▸ **PROBLEM**
A single number is needed: how many lines of the data hold the word "nearly".

▸ **Data excerpts**
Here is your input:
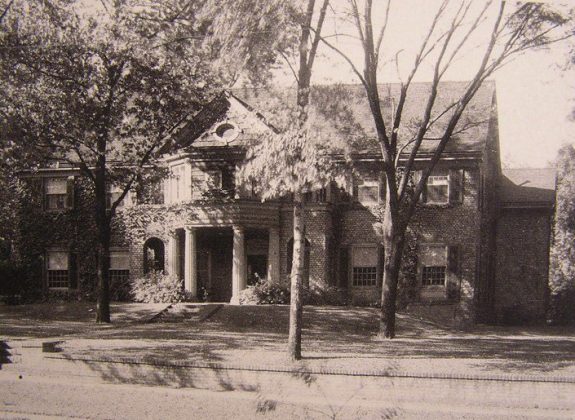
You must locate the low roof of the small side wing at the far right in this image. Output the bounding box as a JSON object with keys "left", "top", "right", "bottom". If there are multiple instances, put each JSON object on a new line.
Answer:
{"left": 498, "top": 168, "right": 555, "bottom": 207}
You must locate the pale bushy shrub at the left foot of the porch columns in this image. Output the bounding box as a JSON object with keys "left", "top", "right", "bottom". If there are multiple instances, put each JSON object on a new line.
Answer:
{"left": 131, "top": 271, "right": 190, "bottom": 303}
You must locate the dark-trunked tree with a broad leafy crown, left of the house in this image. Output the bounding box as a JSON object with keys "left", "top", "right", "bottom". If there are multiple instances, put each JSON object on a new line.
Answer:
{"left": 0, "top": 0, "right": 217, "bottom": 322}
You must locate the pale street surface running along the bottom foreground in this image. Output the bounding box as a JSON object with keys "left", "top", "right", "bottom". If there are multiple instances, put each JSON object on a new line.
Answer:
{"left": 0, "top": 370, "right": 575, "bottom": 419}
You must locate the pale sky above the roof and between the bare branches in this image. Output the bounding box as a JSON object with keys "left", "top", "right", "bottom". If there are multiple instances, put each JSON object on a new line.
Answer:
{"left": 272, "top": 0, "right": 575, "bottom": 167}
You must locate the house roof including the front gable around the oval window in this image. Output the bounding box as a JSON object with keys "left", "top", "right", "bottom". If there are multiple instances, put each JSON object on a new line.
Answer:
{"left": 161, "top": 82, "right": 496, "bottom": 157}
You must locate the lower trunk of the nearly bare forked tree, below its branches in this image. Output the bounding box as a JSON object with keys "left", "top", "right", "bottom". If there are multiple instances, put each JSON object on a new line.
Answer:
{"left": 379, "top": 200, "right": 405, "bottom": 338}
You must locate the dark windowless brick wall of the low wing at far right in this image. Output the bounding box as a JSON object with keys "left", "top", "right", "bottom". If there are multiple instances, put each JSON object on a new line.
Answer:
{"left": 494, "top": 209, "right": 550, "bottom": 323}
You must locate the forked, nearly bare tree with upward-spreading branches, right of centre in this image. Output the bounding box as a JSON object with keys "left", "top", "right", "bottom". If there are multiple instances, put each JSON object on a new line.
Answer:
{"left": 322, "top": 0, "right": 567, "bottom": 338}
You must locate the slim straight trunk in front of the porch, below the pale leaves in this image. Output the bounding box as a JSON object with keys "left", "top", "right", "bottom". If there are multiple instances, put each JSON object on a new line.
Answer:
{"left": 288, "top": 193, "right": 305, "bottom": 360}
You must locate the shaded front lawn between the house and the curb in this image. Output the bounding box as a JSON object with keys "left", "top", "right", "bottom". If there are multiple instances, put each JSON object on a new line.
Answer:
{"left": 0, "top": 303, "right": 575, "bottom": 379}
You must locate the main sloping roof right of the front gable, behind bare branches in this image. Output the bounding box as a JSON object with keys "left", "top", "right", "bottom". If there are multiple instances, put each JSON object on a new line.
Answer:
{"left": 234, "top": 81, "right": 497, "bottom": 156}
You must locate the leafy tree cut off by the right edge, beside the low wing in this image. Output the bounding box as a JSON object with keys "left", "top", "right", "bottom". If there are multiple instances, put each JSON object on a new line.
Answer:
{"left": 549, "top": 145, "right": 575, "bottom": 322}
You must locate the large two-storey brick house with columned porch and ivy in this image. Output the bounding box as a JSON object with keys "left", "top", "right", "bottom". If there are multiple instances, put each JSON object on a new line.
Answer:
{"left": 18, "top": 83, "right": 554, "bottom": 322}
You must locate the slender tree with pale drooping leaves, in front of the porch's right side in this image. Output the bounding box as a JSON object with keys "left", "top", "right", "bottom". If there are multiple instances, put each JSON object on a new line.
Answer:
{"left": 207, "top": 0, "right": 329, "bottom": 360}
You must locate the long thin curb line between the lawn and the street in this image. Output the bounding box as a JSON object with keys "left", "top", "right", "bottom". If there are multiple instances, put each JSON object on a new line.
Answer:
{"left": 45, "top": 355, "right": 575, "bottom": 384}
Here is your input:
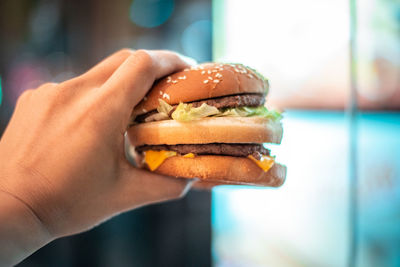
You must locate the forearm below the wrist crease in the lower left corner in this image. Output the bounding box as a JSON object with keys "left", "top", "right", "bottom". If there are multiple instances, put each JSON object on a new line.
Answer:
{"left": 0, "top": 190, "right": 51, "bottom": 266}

▸ **OUTPUT FOR THIS EXERCISE**
2